§ EXERCISE BRIEF:
Your output is the line containing "Keypoint rule: one marker on every instance of the white" plus all lines after it to the end of the records, reproduced exactly, with nothing else.

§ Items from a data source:
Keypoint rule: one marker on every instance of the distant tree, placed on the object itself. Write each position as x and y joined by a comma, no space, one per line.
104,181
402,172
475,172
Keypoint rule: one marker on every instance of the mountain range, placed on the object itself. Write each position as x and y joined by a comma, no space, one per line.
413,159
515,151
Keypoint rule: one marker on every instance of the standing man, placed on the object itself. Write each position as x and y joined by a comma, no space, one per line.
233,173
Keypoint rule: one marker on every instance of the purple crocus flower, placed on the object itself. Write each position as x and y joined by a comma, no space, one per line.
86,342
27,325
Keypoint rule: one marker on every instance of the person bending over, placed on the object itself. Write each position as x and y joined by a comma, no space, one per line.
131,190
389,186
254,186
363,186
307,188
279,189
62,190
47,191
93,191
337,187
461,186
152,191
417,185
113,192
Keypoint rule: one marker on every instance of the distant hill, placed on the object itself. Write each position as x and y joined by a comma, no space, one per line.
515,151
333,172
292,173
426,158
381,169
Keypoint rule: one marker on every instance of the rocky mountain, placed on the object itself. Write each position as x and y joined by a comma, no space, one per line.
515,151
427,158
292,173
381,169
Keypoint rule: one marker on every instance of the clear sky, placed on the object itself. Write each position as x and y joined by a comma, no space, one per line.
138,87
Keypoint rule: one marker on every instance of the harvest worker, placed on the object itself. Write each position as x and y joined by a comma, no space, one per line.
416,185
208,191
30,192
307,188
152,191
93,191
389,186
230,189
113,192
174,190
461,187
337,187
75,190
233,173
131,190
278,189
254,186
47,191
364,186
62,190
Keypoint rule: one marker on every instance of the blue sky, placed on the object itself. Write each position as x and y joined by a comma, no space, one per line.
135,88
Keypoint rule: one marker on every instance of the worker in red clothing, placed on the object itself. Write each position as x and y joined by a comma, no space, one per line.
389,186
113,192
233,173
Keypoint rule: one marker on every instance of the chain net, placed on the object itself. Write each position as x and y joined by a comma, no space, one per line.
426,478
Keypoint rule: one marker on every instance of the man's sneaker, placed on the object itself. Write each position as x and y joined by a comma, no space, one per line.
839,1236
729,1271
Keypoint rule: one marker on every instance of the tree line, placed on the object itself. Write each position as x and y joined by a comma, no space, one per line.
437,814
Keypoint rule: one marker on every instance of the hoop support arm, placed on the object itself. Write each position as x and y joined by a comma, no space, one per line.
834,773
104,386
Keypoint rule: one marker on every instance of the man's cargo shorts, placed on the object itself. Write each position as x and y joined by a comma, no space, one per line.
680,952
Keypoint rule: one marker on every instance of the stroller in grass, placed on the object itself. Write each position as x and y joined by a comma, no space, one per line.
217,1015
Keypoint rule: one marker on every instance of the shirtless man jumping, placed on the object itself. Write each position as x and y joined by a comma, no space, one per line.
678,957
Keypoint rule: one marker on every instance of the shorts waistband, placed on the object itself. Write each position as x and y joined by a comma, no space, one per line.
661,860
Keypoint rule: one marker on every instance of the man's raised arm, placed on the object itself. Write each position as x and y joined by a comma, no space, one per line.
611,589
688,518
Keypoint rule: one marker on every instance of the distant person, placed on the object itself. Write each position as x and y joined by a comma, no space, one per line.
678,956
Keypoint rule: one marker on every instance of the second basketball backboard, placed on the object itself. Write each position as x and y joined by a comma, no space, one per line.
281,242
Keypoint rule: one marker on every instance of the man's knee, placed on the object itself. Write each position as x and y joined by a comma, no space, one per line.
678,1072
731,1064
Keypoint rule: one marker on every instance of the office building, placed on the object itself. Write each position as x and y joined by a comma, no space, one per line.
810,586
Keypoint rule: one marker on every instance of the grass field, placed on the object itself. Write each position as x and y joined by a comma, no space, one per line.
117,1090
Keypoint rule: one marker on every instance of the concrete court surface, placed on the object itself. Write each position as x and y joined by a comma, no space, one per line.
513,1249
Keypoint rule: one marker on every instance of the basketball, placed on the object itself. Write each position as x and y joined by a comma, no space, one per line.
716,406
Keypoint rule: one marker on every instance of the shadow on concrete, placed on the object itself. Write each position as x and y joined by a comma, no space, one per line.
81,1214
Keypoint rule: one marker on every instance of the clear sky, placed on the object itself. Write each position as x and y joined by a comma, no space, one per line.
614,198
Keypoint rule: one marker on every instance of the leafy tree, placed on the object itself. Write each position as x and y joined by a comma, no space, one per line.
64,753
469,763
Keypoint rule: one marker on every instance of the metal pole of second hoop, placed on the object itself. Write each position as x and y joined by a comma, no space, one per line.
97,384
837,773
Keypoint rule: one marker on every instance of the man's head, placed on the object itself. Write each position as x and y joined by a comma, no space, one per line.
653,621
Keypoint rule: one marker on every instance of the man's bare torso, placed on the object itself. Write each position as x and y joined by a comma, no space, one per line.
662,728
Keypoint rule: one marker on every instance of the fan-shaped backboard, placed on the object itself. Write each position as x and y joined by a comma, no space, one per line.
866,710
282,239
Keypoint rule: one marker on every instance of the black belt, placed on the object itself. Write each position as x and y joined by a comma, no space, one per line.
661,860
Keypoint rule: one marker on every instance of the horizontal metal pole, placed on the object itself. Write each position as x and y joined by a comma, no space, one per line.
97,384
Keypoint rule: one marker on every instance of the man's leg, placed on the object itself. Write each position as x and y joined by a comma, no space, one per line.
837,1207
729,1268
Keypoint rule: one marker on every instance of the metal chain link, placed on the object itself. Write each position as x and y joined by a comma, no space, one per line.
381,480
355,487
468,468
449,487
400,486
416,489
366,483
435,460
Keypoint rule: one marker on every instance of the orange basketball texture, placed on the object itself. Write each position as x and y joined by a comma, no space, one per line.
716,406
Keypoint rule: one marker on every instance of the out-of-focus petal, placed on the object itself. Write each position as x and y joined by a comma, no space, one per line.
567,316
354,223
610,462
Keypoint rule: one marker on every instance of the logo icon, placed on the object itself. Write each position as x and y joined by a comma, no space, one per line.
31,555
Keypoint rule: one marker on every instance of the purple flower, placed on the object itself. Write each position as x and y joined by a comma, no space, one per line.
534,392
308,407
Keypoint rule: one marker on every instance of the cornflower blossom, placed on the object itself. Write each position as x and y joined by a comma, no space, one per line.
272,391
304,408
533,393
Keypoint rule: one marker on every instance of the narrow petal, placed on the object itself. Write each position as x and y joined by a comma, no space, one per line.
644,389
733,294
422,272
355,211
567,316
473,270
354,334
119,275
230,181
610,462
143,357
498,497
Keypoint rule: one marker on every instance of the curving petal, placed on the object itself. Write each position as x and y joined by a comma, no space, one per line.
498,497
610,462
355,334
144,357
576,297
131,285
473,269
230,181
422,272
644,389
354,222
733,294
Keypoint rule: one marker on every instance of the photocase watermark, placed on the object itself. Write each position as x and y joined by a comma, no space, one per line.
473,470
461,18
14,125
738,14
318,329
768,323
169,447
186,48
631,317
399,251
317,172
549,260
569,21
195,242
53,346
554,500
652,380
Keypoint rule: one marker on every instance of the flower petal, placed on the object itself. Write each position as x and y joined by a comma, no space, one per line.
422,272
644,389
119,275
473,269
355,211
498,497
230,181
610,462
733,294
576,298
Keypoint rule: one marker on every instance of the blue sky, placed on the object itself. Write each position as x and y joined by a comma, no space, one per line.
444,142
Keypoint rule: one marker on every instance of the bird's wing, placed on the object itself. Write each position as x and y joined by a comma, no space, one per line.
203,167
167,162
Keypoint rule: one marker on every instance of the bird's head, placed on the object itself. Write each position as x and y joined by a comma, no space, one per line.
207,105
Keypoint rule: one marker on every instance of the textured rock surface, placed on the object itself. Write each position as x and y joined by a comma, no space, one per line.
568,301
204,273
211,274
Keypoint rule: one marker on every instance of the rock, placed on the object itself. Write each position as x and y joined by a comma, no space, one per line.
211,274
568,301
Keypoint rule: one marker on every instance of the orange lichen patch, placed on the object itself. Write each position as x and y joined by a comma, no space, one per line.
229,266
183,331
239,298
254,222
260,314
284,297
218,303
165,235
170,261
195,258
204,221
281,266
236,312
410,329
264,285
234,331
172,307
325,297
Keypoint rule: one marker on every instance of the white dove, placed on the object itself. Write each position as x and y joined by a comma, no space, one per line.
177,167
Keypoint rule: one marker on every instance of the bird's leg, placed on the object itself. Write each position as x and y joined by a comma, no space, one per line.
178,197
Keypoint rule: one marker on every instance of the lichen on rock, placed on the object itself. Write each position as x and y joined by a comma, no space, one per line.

§ FINISHED EXERCISE:
Keypoint rule: one marker on every instance of the white dove, placed on the object itself. Write each position as x and y joined by a comma, no space, one per line.
177,167
Keypoint rule: one marker on every instance of the bird's leg, placed on the object itself. Write each position as x and y joined by a comma, no space, one per line.
178,197
Keypoint rule: one marker on every instance of the lichen on rock, placed on the object itself. Write each position as x and y joined by a comma, no space, one per line.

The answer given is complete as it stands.